Entries from a point annotation set
* begin *

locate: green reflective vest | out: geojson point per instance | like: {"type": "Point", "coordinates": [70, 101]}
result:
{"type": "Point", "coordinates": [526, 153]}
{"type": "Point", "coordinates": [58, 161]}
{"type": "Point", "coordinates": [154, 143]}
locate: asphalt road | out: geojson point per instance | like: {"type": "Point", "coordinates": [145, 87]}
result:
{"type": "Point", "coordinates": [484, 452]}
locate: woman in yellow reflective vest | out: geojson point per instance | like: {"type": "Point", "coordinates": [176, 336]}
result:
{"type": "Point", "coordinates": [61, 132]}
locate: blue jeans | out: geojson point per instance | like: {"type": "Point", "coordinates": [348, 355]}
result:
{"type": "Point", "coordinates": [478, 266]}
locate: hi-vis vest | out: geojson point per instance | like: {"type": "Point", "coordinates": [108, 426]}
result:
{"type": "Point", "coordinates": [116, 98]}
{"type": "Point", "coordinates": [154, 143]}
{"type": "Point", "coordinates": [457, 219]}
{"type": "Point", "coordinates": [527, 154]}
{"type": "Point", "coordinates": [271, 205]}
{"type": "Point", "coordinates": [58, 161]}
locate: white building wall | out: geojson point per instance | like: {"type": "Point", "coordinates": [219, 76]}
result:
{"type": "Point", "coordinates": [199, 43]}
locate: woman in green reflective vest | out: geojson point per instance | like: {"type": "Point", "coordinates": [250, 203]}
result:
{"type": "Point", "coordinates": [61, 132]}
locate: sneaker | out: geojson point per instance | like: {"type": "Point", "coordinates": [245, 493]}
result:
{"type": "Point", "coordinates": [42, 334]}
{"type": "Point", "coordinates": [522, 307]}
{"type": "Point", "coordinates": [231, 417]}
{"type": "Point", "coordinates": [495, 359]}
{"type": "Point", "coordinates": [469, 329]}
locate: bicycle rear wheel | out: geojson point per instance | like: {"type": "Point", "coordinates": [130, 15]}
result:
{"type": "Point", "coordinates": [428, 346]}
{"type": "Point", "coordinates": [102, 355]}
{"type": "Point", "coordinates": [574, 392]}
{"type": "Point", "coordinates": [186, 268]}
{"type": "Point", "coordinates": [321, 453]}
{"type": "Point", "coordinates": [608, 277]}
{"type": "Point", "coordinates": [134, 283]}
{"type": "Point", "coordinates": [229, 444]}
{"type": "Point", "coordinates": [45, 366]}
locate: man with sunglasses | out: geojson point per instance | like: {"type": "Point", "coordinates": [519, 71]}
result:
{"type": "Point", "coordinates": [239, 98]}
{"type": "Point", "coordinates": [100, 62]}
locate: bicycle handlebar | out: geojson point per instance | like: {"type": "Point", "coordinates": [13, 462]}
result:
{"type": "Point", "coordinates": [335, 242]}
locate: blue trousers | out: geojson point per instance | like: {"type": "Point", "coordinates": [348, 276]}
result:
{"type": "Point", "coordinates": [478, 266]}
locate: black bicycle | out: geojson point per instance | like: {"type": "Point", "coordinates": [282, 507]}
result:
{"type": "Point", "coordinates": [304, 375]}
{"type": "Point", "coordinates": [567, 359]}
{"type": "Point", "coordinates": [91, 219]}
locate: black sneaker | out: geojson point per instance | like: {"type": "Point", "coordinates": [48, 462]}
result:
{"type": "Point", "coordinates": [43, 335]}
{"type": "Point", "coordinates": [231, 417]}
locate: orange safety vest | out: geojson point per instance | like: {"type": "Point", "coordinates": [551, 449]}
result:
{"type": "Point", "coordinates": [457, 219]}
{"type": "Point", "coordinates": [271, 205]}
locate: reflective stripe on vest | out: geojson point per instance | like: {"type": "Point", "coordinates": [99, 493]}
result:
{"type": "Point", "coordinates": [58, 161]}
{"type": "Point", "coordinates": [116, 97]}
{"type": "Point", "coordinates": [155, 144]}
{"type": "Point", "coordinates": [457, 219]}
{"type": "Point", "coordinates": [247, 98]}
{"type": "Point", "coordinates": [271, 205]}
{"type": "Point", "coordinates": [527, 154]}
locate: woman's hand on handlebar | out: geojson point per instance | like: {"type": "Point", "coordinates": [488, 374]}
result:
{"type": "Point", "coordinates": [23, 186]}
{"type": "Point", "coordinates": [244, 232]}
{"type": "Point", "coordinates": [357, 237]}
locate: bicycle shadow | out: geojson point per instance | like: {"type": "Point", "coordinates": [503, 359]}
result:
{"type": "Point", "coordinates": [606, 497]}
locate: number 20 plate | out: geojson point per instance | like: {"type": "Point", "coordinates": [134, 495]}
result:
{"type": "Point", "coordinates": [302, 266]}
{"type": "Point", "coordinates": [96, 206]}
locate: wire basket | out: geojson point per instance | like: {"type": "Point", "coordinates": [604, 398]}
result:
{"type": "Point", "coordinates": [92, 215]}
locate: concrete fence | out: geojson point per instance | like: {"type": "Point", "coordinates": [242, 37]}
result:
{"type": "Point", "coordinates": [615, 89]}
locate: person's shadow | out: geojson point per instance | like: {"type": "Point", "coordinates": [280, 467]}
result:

* end *

Instructions to follow
Put every line of the entries above into a numbered list, omitting any blank lines.

Answer to this exercise
1. locate: green reflective vest | out: geojson point per instance | like: {"type": "Point", "coordinates": [70, 101]}
2. result:
3. {"type": "Point", "coordinates": [526, 153]}
4. {"type": "Point", "coordinates": [58, 161]}
5. {"type": "Point", "coordinates": [154, 143]}
6. locate: asphalt road | out: geojson point per instance | like: {"type": "Point", "coordinates": [145, 87]}
7. result:
8. {"type": "Point", "coordinates": [484, 452]}
9. locate: woman in yellow reflective vest | out: geojson point per instance | like: {"type": "Point", "coordinates": [176, 336]}
10. result:
11. {"type": "Point", "coordinates": [61, 132]}
12. locate: blue jeans | out: geojson point per instance | like: {"type": "Point", "coordinates": [348, 355]}
13. result:
14. {"type": "Point", "coordinates": [478, 266]}
15. locate: hi-vis vest | out: geojson point per instance | like: {"type": "Point", "coordinates": [108, 426]}
16. result:
17. {"type": "Point", "coordinates": [116, 98]}
18. {"type": "Point", "coordinates": [154, 143]}
19. {"type": "Point", "coordinates": [457, 219]}
20. {"type": "Point", "coordinates": [527, 154]}
21. {"type": "Point", "coordinates": [271, 205]}
22. {"type": "Point", "coordinates": [58, 161]}
23. locate: white building wall | out: geojson point per instance | like: {"type": "Point", "coordinates": [219, 76]}
24. result:
25. {"type": "Point", "coordinates": [199, 43]}
26. locate: woman in green reflective vest | out: geojson point per instance | like: {"type": "Point", "coordinates": [250, 203]}
27. result:
28. {"type": "Point", "coordinates": [61, 132]}
29. locate: sneaker | out: geojson point per instance | like: {"type": "Point", "coordinates": [245, 493]}
30. result:
31. {"type": "Point", "coordinates": [42, 334]}
32. {"type": "Point", "coordinates": [522, 307]}
33. {"type": "Point", "coordinates": [231, 417]}
34. {"type": "Point", "coordinates": [495, 359]}
35. {"type": "Point", "coordinates": [469, 329]}
36. locate: bicycle rear wheel | out: geojson point per instance | like: {"type": "Point", "coordinates": [130, 15]}
37. result:
38. {"type": "Point", "coordinates": [428, 346]}
39. {"type": "Point", "coordinates": [102, 355]}
40. {"type": "Point", "coordinates": [574, 392]}
41. {"type": "Point", "coordinates": [186, 268]}
42. {"type": "Point", "coordinates": [321, 453]}
43. {"type": "Point", "coordinates": [608, 277]}
44. {"type": "Point", "coordinates": [134, 283]}
45. {"type": "Point", "coordinates": [229, 444]}
46. {"type": "Point", "coordinates": [45, 366]}
47. locate: man with sunglasses | out: geojson point per instance | like: {"type": "Point", "coordinates": [519, 71]}
48. result:
49. {"type": "Point", "coordinates": [239, 98]}
50. {"type": "Point", "coordinates": [100, 62]}
51. locate: bicycle handlebar | out: geojson point per instance | like: {"type": "Point", "coordinates": [13, 462]}
52. result:
53. {"type": "Point", "coordinates": [335, 242]}
54. locate: blue trousers | out: geojson point per instance | like: {"type": "Point", "coordinates": [348, 276]}
55. result:
56. {"type": "Point", "coordinates": [478, 266]}
57. locate: black bicycle | out: geojson point per instance | like: {"type": "Point", "coordinates": [282, 507]}
58. result:
59. {"type": "Point", "coordinates": [304, 375]}
60. {"type": "Point", "coordinates": [567, 359]}
61. {"type": "Point", "coordinates": [91, 219]}
62. locate: black sneaker | out: geojson point per instance | like: {"type": "Point", "coordinates": [48, 462]}
63. result:
64. {"type": "Point", "coordinates": [43, 335]}
65. {"type": "Point", "coordinates": [231, 417]}
66. locate: orange safety vest | out: geojson point per instance | like: {"type": "Point", "coordinates": [551, 449]}
67. result:
68. {"type": "Point", "coordinates": [457, 219]}
69. {"type": "Point", "coordinates": [271, 205]}
70. locate: reflective stripe on vest | out: geojson point per instance | like: {"type": "Point", "coordinates": [99, 493]}
71. result:
72. {"type": "Point", "coordinates": [58, 161]}
73. {"type": "Point", "coordinates": [116, 97]}
74. {"type": "Point", "coordinates": [155, 144]}
75. {"type": "Point", "coordinates": [457, 219]}
76. {"type": "Point", "coordinates": [247, 98]}
77. {"type": "Point", "coordinates": [271, 205]}
78. {"type": "Point", "coordinates": [527, 154]}
79. locate: woman's hand on handlebar | out: geojson point per instance | like: {"type": "Point", "coordinates": [488, 374]}
80. result:
81. {"type": "Point", "coordinates": [23, 186]}
82. {"type": "Point", "coordinates": [244, 232]}
83. {"type": "Point", "coordinates": [357, 237]}
84. locate: bicycle shadow | out: geojson point per instance | like: {"type": "Point", "coordinates": [503, 359]}
85. result:
86. {"type": "Point", "coordinates": [606, 497]}
87. locate: number 20 plate | out: geojson point per instance | like: {"type": "Point", "coordinates": [134, 495]}
88. result:
89. {"type": "Point", "coordinates": [302, 266]}
90. {"type": "Point", "coordinates": [96, 206]}
91. locate: wire basket | out: geojson point per instance | like: {"type": "Point", "coordinates": [604, 398]}
92. result:
93. {"type": "Point", "coordinates": [92, 215]}
94. locate: concrete fence | out: geojson point per instance | like: {"type": "Point", "coordinates": [242, 37]}
95. result:
96. {"type": "Point", "coordinates": [615, 89]}
97. locate: person's shadow | out: geojson point per instance | like: {"type": "Point", "coordinates": [280, 467]}
98. result:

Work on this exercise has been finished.